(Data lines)
════

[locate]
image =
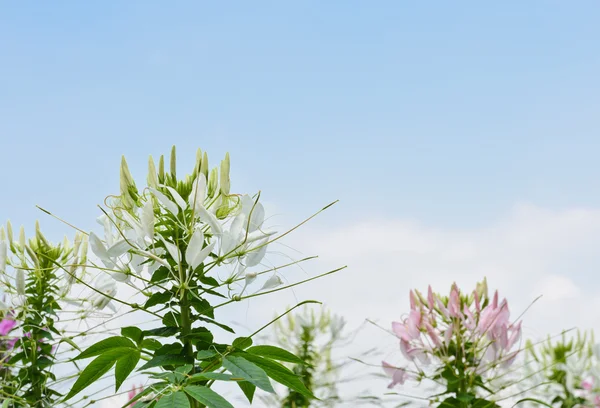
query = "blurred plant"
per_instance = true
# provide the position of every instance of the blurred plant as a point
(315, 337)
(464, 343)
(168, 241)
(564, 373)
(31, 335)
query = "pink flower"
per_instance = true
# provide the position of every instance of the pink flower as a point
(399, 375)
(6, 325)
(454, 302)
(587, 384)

════

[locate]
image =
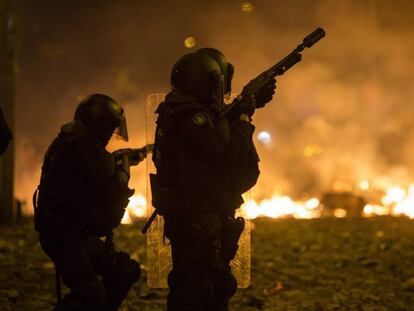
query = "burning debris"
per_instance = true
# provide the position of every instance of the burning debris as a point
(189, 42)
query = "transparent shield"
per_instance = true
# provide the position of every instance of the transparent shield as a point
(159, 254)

════

Identify each line in the items above that contains the string "plant", and copy those lines. Treat the match as case-sensitive.

[OUTPUT]
query = "blurred plant"
# provide the position of every instance of the blurred plant as a point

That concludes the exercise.